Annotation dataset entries
**********
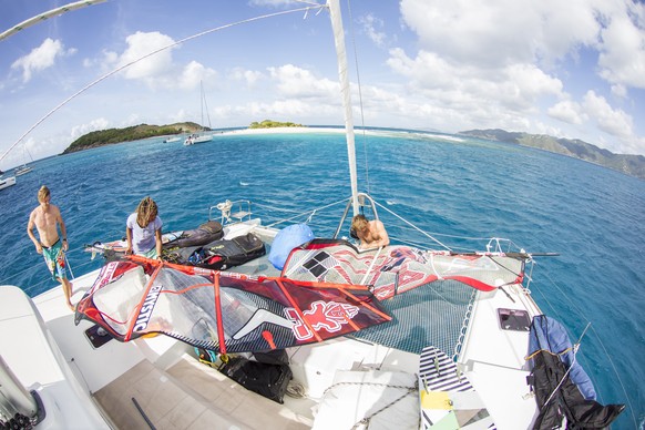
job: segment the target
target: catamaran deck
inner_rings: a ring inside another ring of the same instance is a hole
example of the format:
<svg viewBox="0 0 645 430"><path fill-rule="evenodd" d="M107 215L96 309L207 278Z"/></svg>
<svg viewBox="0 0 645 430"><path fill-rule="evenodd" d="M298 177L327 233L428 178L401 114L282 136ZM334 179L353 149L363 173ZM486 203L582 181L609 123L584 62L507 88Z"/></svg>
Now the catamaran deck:
<svg viewBox="0 0 645 430"><path fill-rule="evenodd" d="M262 262L255 268L262 269ZM259 266L258 266L259 265ZM94 280L96 273L74 281L73 301L81 298ZM475 306L499 308L529 308L530 298L520 288L488 293ZM513 301L514 300L514 301ZM91 342L78 341L82 331L92 325L73 324L73 315L64 306L60 288L35 298L47 327L59 342L62 355L79 380L101 405L116 428L145 428L143 414L133 399L157 429L213 428L280 428L300 429L315 426L320 403L325 403L327 389L337 373L407 372L416 376L419 358L367 340L339 338L317 345L288 350L296 382L305 386L307 397L285 396L279 405L246 390L217 370L198 362L192 348L175 339L156 336L121 344L110 340L95 349ZM487 408L498 429L513 428L521 418L530 427L535 411L535 400L529 396L524 361L528 332L502 330L494 311L472 309L468 336L463 339L458 367L474 389L487 399ZM66 341L65 339L69 339ZM74 339L76 341L74 341ZM511 351L512 354L508 354ZM500 362L500 356L514 357ZM411 392L414 401L406 411L409 422L418 423L418 391ZM491 399L494 399L492 402ZM325 412L327 413L327 412ZM349 413L337 410L336 413ZM320 419L325 422L325 418ZM413 428L416 426L411 426Z"/></svg>

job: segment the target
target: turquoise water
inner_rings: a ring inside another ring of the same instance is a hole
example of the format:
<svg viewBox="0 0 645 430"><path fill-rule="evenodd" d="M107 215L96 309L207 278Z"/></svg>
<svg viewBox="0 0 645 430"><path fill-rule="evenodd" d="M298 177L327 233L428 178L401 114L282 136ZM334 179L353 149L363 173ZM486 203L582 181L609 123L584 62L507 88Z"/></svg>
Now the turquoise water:
<svg viewBox="0 0 645 430"><path fill-rule="evenodd" d="M32 296L51 287L25 234L43 183L66 223L76 275L100 265L82 246L122 237L145 195L157 202L164 231L196 227L226 198L301 212L349 195L341 135L216 136L187 147L162 140L43 160L1 191L0 284ZM598 400L631 406L613 428L643 428L644 181L541 151L428 134L358 135L357 156L360 190L427 232L508 237L530 252L560 253L538 260L533 297L572 338L592 324L579 357ZM391 225L387 212L379 215ZM319 236L336 226L331 217L315 222ZM389 233L411 237L405 229Z"/></svg>

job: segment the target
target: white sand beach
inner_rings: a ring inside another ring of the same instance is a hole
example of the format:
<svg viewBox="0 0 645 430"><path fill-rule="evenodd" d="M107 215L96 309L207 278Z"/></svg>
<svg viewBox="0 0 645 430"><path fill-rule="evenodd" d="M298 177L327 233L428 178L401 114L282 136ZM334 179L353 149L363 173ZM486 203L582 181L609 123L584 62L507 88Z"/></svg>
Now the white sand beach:
<svg viewBox="0 0 645 430"><path fill-rule="evenodd" d="M216 132L214 134L287 134L287 133L345 133L342 127L270 127L270 129L243 129Z"/></svg>

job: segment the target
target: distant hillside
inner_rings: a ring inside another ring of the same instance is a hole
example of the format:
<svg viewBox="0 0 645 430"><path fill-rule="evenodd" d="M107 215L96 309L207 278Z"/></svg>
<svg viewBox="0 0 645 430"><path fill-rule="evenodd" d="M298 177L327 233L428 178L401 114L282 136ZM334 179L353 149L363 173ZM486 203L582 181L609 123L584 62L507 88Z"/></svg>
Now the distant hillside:
<svg viewBox="0 0 645 430"><path fill-rule="evenodd" d="M252 122L249 129L275 129L275 127L301 127L303 124L295 124L293 122L278 122L272 120L264 120L263 122Z"/></svg>
<svg viewBox="0 0 645 430"><path fill-rule="evenodd" d="M63 154L69 154L76 151L89 150L91 147L99 147L121 142L139 141L142 139L165 136L170 134L195 133L201 130L209 130L202 127L194 122L182 122L170 125L147 125L140 124L125 129L109 129L90 132L76 139Z"/></svg>
<svg viewBox="0 0 645 430"><path fill-rule="evenodd" d="M626 175L645 180L645 156L614 154L607 150L592 145L581 140L556 139L543 134L528 134L506 132L504 130L469 130L460 132L469 136L487 139L491 141L514 143L523 146L563 154L590 163L598 164Z"/></svg>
**********
* Stated exercise *
Can you reproduce the data above, swapping "segment the target" for "outline the target" everywhere it occurs and changing nothing else? Omit the pictures from your answer.

* Finished answer *
job: outline the target
target: catamaran deck
inner_rings: a ring inside another ring of the same instance is a hole
example of the format:
<svg viewBox="0 0 645 430"><path fill-rule="evenodd" d="M107 215L96 309L207 278Z"/></svg>
<svg viewBox="0 0 645 430"><path fill-rule="evenodd" d="M298 177L327 233L428 178L401 114L282 136ZM334 179L353 149L363 173ZM486 203L582 181L609 123L584 62L507 88Z"/></svg>
Now the catamaran deck:
<svg viewBox="0 0 645 430"><path fill-rule="evenodd" d="M262 262L255 268L262 269ZM259 266L258 266L259 265ZM94 280L96 273L74 281L73 301L81 298ZM475 306L499 308L529 308L530 298L520 288L488 293ZM513 301L514 300L514 301ZM91 342L78 341L82 331L92 325L73 324L73 315L64 306L60 288L35 298L47 327L59 342L62 355L79 380L101 405L116 428L145 428L143 414L133 399L157 429L213 428L280 428L300 429L315 426L320 403L325 403L327 389L337 373L407 372L416 376L419 358L367 340L339 338L317 345L288 350L296 382L305 386L307 397L285 396L279 405L246 390L217 370L198 362L192 348L175 339L156 336L121 344L110 340L95 349ZM487 408L498 429L513 428L521 418L530 427L535 411L535 400L529 396L524 361L528 332L502 330L494 311L472 309L468 336L463 339L458 367L474 389L487 399ZM66 341L65 339L69 339ZM74 339L76 341L74 341ZM511 351L512 354L508 354ZM500 362L500 356L514 357ZM411 392L414 401L406 411L409 422L418 423L418 391ZM491 399L494 399L492 402ZM325 412L327 413L327 412ZM349 413L337 410L336 413ZM320 419L325 422L325 418ZM413 428L416 426L411 426Z"/></svg>

job: outline the target
target: turquoise water
inner_rings: a ring inside another ring of the same instance is a hole
example of the format:
<svg viewBox="0 0 645 430"><path fill-rule="evenodd" d="M107 215L96 309L207 278Z"/></svg>
<svg viewBox="0 0 645 430"><path fill-rule="evenodd" d="M298 177L327 233L428 178L401 114L282 136ZM334 179L353 149L363 173ZM486 203L582 181L609 123L584 62L507 88Z"/></svg>
Now the turquoise water:
<svg viewBox="0 0 645 430"><path fill-rule="evenodd" d="M32 296L51 287L25 234L43 183L66 223L76 275L100 265L82 246L122 237L145 195L157 202L164 231L196 227L226 198L301 212L349 195L341 135L216 136L187 147L162 140L43 160L1 191L0 284ZM598 400L631 406L613 428L643 428L644 181L541 151L428 134L358 135L357 156L360 190L427 232L508 237L530 252L560 253L538 260L533 297L572 338L592 324L579 357ZM391 225L387 212L379 215ZM319 236L336 226L331 217L315 222ZM389 233L411 237L405 229Z"/></svg>

job: outline the target
target: white sand beach
inner_rings: a ring inside another ring of the same instance is a hole
example of the format:
<svg viewBox="0 0 645 430"><path fill-rule="evenodd" d="M107 215L96 309L207 278Z"/></svg>
<svg viewBox="0 0 645 430"><path fill-rule="evenodd" d="M298 177L327 233L428 178L401 114L282 136ZM334 179L353 149L363 173ZM486 203L582 181L609 123L584 62L507 88Z"/></svg>
Now the white sand beach:
<svg viewBox="0 0 645 430"><path fill-rule="evenodd" d="M216 132L214 134L287 134L287 133L345 133L342 127L270 127L270 129L243 129Z"/></svg>

job: outline the target
target: distant hillside
inner_rings: a ring inside another ring of the same instance is a hole
example of the format:
<svg viewBox="0 0 645 430"><path fill-rule="evenodd" d="M107 215L96 309L207 278Z"/></svg>
<svg viewBox="0 0 645 430"><path fill-rule="evenodd" d="M298 177L327 233L428 178L401 114L282 136ZM334 179L353 149L363 173ZM486 203L582 181L609 123L584 62L507 88Z"/></svg>
Now the distant hillside:
<svg viewBox="0 0 645 430"><path fill-rule="evenodd" d="M252 122L249 129L275 129L275 127L301 127L303 124L295 124L293 122L278 122L272 120L264 120L263 122Z"/></svg>
<svg viewBox="0 0 645 430"><path fill-rule="evenodd" d="M63 154L69 154L76 151L89 150L91 147L99 147L121 142L139 141L142 139L165 136L170 134L195 133L201 130L209 130L202 127L194 122L182 122L170 125L147 125L140 124L125 129L109 129L90 132L76 139Z"/></svg>
<svg viewBox="0 0 645 430"><path fill-rule="evenodd" d="M626 175L645 180L645 156L614 154L607 150L592 145L581 140L556 139L543 134L528 134L506 132L504 130L469 130L460 132L469 136L487 139L491 141L514 143L523 146L563 154L590 163L598 164Z"/></svg>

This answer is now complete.